_Trecho selecionado:_
--

Indicado pelo antigo brasileiro
Carlos Bauer ao amigo Béla
Guttmann, o jovem atacante representava o Sporting de Lourenço Marques, uma
filial e uma fonte de jogadores para o Sporting
Clube de Portugal. Mas o Benfica
conseguiu desviá-lo, tendo-o escondido durante quase duas semanas no Algarve
com medo que o rival aliciasse o portentoso
avançado. “Mandei três guarda-costas para o acompanhar, e deixe-lhes as
minhas ordens: o Eusébio
não pode ser deixado sozinho nem por um minuto, e só pode ficar na casa do Benfica”,
contou o treinador húngaro, citado na biografia Béla
Guttmann: De sobrevivente do Holocausto a glória do Benfica,
de David Bolchover. O remate explosivo e a habilidade
de Eusébio
para iludir os adversários impressionou Guttmann
desde o primeiro treino, no início de 1961. Sem conseguir conter-se, virou-se
para o adjunto Fernando Caiado e gritou: “O menino é ouro!” O atacante
moçambicano ficou impedido de ser utilizado na Taça
dos Campeões Europeus em 1960-61, por se tratar de uma contratação recente,
mas ainda foi a tempo de disputar dois jogos oficiais na fase final dessa
época, um diante do Vitória
de Setúbal para a Taça
de Portugal e outro frente ao Belenenses
para o campeonato – em ambos faturou. Em junho de 1961 atuou ainda num
particular em Paris diante do Santos
de Pelé,
tendo entrado ao intervalo, numa altura em que o Benfica
perdia por 4-0, para conseguir um hat-trick. “Mandei-o entrar e ele
marcou três golos, todos de uma distância de 20 ou 25 metros”, recordou Guttmann.
No dia seguinte, o jornal desportivo L’Equipe ignorou o resultado do
jogo e, em vez disso, titulou: “Eusébio
– 3, Pelé
– 2”.
A época até nem começou
propriamente bem, ao ver fugir a Taça Intercontinental para o Peñarol.
Depois de um triunfo na Luz
com golo solitário de Mário Coluna, o Benfica
viajou até Montevideu para ser goleado por 5-0.

--

_Tarefa escrita 1:_
No trecho sobre Eusébio, qual jornal ignorou o resultado do jogo em Paris diante do Santos?
_Tarefa escrita 2:_
Cite o trecho sobre Eusébio desde "No dia seguinte, o" até "goleado por 5-0.", inclusive.

_Dados:_
--

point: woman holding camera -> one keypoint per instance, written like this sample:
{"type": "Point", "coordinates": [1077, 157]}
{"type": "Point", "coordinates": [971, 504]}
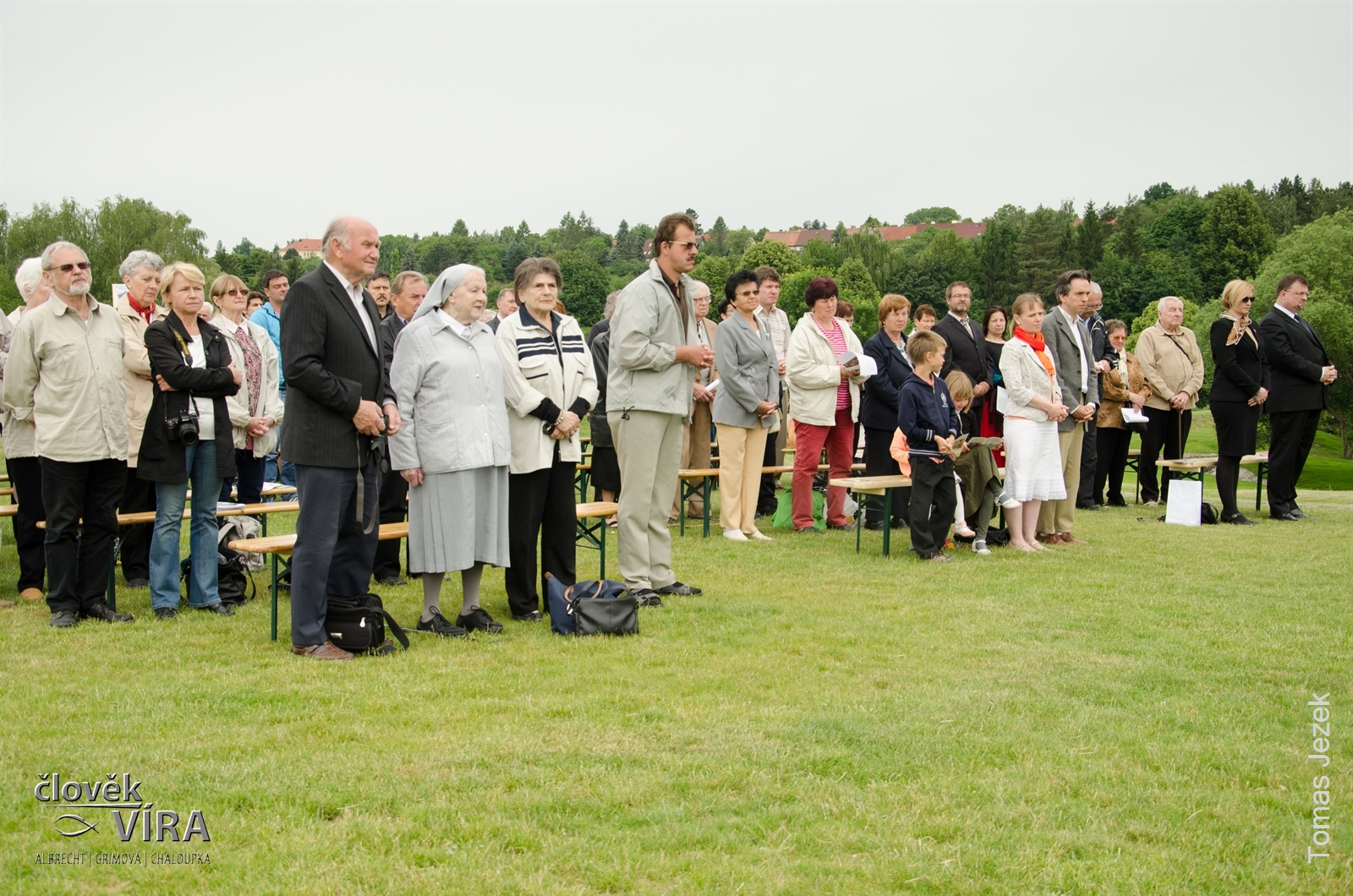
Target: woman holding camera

--

_Resultado 1:_
O jornal desportivo L’Equipe.

_Resultado 2:_
No dia seguinte, o jornal desportivo L’Equipe ignorou o resultado do
jogo e, em vez disso, titulou: “Eusébio
– 3, Pelé
– 2”.
A época até nem começou
propriamente bem, ao ver fugir a Taça Intercontinental para o Peñarol.
Depois de um triunfo na Luz
com golo solitário de Mário Coluna, o Benfica
viajou até Montevideu para ser goleado por 5-0.